▸ EXTRACTED MATERIAL:
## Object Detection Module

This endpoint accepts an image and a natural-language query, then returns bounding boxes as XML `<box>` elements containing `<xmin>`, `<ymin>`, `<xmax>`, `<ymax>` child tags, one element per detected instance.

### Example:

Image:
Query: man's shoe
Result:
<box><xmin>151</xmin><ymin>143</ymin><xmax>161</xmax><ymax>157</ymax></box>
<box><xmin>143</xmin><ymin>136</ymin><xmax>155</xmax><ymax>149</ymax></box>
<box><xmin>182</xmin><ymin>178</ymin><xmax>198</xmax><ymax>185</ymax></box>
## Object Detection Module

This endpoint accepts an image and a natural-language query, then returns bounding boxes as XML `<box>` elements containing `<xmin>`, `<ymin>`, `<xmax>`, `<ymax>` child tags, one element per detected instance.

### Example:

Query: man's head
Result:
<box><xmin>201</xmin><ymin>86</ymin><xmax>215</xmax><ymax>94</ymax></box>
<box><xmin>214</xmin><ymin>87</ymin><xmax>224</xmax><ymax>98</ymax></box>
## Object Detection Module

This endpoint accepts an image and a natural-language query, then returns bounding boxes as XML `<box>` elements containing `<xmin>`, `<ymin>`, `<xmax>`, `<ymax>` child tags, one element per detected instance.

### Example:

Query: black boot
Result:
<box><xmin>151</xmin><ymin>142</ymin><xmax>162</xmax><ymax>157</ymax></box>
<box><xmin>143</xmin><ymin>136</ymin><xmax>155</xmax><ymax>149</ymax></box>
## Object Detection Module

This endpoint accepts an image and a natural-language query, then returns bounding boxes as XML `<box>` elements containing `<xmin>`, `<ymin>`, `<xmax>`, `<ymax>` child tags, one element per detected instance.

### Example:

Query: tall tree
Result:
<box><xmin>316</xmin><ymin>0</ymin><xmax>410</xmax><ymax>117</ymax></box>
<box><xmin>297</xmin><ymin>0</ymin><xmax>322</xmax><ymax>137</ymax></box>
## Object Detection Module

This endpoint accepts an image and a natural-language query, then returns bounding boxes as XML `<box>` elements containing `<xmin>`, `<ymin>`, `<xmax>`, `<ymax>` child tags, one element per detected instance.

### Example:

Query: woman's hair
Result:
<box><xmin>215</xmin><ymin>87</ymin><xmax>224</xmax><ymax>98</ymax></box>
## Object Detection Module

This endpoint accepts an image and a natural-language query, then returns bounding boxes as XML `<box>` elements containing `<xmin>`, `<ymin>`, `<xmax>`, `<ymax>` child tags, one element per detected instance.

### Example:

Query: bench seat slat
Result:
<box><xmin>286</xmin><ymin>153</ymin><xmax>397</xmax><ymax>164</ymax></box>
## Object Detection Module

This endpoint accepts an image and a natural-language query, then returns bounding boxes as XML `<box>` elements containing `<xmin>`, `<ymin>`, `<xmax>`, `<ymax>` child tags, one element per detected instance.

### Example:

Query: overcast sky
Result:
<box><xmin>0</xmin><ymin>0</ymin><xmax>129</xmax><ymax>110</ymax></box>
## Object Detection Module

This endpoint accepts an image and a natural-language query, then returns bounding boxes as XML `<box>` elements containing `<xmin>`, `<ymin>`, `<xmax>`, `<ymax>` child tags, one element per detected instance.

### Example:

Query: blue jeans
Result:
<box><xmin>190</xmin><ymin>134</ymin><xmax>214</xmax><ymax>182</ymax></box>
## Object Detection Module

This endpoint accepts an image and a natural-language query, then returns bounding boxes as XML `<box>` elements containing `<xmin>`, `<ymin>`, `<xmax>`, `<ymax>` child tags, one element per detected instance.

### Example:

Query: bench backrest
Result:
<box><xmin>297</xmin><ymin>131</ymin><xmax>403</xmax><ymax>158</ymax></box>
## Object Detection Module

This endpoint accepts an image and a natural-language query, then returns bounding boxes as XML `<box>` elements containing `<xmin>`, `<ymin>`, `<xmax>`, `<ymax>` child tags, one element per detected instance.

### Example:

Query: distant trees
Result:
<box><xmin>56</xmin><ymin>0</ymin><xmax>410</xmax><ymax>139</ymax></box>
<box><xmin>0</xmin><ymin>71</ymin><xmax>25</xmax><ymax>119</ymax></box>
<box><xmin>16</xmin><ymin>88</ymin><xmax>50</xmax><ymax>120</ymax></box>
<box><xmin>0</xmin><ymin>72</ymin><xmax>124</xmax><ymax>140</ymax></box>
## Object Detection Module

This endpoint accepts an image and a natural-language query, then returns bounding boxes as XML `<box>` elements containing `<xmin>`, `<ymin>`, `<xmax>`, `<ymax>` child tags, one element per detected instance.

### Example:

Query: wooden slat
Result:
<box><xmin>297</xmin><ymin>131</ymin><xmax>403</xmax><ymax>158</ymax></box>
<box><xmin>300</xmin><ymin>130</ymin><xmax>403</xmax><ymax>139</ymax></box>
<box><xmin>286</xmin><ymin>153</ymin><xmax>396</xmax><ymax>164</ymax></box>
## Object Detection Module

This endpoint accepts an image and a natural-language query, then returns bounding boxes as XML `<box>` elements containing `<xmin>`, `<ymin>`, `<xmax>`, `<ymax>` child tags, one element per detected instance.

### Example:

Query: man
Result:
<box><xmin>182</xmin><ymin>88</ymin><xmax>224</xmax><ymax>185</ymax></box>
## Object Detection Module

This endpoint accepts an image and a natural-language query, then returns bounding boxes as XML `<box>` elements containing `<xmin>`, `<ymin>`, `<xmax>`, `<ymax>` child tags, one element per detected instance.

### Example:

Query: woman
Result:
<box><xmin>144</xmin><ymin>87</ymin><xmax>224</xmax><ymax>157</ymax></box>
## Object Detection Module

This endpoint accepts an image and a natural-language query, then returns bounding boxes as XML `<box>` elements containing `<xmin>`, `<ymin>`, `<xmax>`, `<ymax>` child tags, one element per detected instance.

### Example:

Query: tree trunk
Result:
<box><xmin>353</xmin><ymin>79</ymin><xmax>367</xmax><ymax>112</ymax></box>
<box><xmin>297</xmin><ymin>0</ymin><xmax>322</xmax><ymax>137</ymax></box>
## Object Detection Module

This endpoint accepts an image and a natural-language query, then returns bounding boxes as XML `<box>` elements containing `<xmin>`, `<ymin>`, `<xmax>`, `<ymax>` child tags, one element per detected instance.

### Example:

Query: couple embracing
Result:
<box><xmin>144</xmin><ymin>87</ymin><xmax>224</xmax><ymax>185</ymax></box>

▸ WHAT THIS TASK INVOLVES:
Locate every line in the rows above that contains the string "slat" with matching case, and copy each of those lines.

▸ ANSWER TO THE EXERCISE:
Query: bench seat slat
Query: wooden slat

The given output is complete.